2

I have a situation where my dataframe has 3 columns, out of these three columns there is a possibility that there are nulls in column3. The total records in this DF is 2 million. I would need to fill this null values via a value from mysql database(basically calling a function which returns a value). I can think about looping over each row but this could be much more time consuming given the amount of data. How can I achieve this, I know how to fill the nulls with a static value but this is completely dynamic. Thanks for the help Regards, Robin

Python Newbie
  • 45
  • 1
  • 7
  • you want to replace null with one single value return by your function right or i interpret the question incorrectly – Ankit Kumar Namdeo Sep 08 '18 at 14:21
  • The function would return a different value each time its called.This would return a sequence and I would need to assign them to each row. – Python Newbie Sep 08 '18 at 18:48
  • 1
    Please read [how to create good reproducible apache spark dataframe examples](https://stackoverflow.com/questions/48427185/how-to-make-good-reproducible-apache-spark-dataframe-examples). – pault Sep 08 '18 at 19:23

2 Answers2

0

If I get your question correctly, you want to have some unique value in a column if there has been a Null value before. One possible method would be the following code, which checks for Null values in the value column. If it finds Null it will use the monotonically_increasing id to replace the Null. In the other case the original value will remain.

test_df = spark.createDataFrame([
('a','2018'),
                  ('b',None),
                  ('c',None)
], ("col_name","value"))

test_df.withColumn("col3", when(col("value").isNull(), row_number()).otherwise(col("value"))).show(truncate=False)

To-do list:
A – List the names of everyone who left a comment under the question in the thread on filling nulls in a Spark dataframe.
B – Write the next part of the thread on filling nulls in a Spark dataframe, picking up right after its final line of code.

Rows:
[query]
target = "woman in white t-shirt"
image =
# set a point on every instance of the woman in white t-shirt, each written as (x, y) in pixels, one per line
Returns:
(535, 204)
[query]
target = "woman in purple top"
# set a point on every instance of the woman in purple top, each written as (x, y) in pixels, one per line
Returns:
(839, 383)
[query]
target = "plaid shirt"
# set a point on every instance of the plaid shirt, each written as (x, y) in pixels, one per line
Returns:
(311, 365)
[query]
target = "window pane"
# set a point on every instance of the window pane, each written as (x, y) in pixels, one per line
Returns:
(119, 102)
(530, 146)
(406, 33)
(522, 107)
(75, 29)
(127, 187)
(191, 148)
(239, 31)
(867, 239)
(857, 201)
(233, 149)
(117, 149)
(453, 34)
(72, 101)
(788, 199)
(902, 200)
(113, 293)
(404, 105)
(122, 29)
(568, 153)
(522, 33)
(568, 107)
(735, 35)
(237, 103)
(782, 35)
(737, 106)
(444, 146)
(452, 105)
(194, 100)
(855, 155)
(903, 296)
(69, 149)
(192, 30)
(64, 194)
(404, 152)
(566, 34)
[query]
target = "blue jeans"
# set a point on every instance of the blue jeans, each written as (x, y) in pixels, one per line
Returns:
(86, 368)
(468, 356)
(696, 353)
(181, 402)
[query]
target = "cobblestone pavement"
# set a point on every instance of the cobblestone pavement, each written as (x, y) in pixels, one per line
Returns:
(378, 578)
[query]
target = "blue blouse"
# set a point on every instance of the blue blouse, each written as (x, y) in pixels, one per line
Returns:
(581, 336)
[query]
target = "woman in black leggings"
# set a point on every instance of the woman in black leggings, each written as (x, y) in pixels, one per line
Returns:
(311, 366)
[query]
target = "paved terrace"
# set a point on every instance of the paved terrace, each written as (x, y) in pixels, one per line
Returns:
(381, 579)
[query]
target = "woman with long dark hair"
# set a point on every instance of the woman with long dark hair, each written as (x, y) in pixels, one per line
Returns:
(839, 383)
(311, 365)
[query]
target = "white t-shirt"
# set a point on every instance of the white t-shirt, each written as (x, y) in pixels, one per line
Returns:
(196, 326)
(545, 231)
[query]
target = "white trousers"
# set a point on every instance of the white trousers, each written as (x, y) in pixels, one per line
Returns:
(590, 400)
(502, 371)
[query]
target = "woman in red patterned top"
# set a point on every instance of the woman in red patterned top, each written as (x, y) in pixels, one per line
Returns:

Answer set:
A – Ankit Kumar Namdeo, Python Newbie, pault

B –
Result:

+--------+-----+------------+
|col_name|value|col3        |
+--------+-----+------------+
|a       |2018 |2018        |
|b       |null |403726925824|
|c       |null |609885356032|
+--------+-----+------------+

PS: For future requests, it would be good if you could include a sample from your data set and your desired output. This often helps to understand the problem.

gaw
  • 1,960
  • 2
  • 14
  • 18
  • Thanks I will try to format and also post an example, your statement helped me find the solution. Although the row_number() didnt work for me( I m using 2.3.0). Probably the row_number() is changed with some lower or uppercase, I tired that as well. I am going to use monotonically_increasing_id() to get incremental values for each row. The last question is I dont want to create the new column but I wanted to update the existing column. – Python Newbie Sep 11 '18 at 09:57
0

For the above test case I would update the value column for only two rows with below command. test_df.withColumn("value", when(col("value").isNull(), monotonically_increasing_id()).otherwise(col("value"))).show(truncate=False)

Thanks for all the comments and help.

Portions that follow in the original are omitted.